_PROBLEM DETAILS_. According to the passage on social media burst prediction, what percentage of CVE cascades start from GitHub and then move to Twitter and Reddit, in that order?

The first application of the a_LSTM is that of burst prediction of a social network platform given the endogenous historical data for bursts and the external network bursts data. It is also compared to the predictive abilities of the LSTM which uses only endogenous data. Burst analysis and prediction is a fundamental problem in social network analysis since the patterns are typically non-linear and unpredictable. This is due to the fact that user activities have been shown to have an intrinsically bursty nature; yet bursts may also be a signal of topics that are of growing real-world interest. Social media bursts occur when a huge volume of data is exchanged during a short period of time, often due to the occurrence of an external event such as a sports game, election, or a movie release. Bursts can be indicative of both real news stories that are reaching peak public interest or fake news propagated by bad actors each which can have lasting effects on the future directions of society. Bursts of posts and tweets over platforms can be exploited by those wishing to push a disinformation campaign such as the artificial price inflation of a crypto currency. Therefore, analyzing bursts is a promising area to detect and counter such activities. We are particularly interested in the propagation of information about software vulnerabilities across multiple social media platforms. When a vulnerability is discovered, different groups of actors such as software developers and hackers start posting announcements and discussion in widely used forums over multiple channels such as Twitter, GitHub, and Reddit. Previous work on this data has shown that CVEs exhibit cross platform correlations; Schiappa et al. [43] investigated 2600 CVEs across multiple platforms including Reddit, Twitter and GitHub. They found that around 24.7% CVE cascades start from GitHub and then jump into Reddit and Twitter respectively. 45.7% start from GitHub and then jump into Twitter and Reddit respectively, 15.5% start from Twitter and go through Reddit and then GitHub. 4.1% follow Twitter, GitHub, Reddit pattern; 7.8% Twitter, Reddit and GitHub pattern and the rest follow Reddit, GitHub and Twitter platform path pattern. Since bursts can be caused by exogenous phenomena and are indicative of burgeoning popularity, we hypothesize that leveraging cross platform social media data may be valuable for predicting bursts within a single social media platform.

Table 1 provides an overview of the dataset used. There are two main social network platforms summarized by the mean, median and standard deviation for the number of actors (nodes) and events (edges) produced. Although GitHub and Twitter provide services for different use cases, there are comparable numbers for each case—a surprising finding. We attribute this to Twitter allowing for a much lower time to entry for the production and dissemination of content on its platform. Table 2 shows the results of applying the a_LSTM model to burst prediction between networks in comparison to the MCM (Markovian based model) described in Section 4.1. The preprocessing stage using the Kleinberg algorithm is conducted with different parameter values to ensure that the predictive comparison is not dependent upon a specific choice of burst allocations chosen for the preprocessing. In all cases the a_LSTM outperforms the MCM for the different Kleinberg parameterizations.

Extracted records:
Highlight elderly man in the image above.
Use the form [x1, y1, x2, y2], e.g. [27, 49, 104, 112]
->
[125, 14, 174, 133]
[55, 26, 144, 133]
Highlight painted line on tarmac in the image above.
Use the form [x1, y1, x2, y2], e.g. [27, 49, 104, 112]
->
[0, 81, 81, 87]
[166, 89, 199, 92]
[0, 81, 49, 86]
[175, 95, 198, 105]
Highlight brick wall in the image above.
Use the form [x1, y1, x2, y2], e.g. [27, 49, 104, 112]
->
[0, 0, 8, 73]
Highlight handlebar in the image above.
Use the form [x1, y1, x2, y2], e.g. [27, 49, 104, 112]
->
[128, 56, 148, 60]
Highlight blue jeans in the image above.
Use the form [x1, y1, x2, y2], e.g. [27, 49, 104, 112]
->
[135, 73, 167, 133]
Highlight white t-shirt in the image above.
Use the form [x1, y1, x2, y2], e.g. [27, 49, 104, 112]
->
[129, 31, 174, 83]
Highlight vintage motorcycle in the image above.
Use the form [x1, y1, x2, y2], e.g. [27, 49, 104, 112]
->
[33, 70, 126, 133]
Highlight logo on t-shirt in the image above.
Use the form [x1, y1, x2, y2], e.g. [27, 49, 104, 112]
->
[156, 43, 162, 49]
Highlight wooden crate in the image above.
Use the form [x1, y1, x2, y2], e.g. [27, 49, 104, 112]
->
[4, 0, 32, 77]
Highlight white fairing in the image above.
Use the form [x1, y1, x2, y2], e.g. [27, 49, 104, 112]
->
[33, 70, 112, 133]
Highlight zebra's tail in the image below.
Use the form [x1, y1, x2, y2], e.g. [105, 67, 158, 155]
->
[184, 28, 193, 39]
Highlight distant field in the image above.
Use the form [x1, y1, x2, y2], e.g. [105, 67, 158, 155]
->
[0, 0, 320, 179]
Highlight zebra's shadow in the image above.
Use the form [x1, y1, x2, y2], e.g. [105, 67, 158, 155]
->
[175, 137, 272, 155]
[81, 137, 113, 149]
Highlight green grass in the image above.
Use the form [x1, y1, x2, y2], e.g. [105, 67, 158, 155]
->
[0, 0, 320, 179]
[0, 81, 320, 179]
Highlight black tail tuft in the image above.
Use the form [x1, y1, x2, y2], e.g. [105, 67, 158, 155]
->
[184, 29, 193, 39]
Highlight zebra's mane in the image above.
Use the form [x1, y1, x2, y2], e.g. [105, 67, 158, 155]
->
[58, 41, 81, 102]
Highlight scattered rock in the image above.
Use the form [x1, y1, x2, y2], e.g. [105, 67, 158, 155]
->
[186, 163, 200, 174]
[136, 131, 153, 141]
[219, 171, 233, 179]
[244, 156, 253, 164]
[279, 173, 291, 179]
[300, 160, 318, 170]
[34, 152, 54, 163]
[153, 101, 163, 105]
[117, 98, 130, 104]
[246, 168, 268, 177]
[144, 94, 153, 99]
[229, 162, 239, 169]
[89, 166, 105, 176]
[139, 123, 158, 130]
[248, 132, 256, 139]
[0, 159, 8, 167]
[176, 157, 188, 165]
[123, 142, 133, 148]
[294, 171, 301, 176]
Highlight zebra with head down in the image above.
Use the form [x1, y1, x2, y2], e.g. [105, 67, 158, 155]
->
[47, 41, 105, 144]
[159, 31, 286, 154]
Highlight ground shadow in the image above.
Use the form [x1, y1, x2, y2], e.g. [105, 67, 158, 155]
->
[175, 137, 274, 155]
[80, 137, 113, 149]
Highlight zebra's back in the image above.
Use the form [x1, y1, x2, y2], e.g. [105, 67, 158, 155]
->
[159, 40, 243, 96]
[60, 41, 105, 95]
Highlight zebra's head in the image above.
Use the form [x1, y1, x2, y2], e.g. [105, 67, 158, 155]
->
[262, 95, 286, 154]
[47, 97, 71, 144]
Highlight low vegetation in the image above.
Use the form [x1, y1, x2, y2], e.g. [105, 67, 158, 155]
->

_ANSWER TO THIS EXERCISE_. 45.7%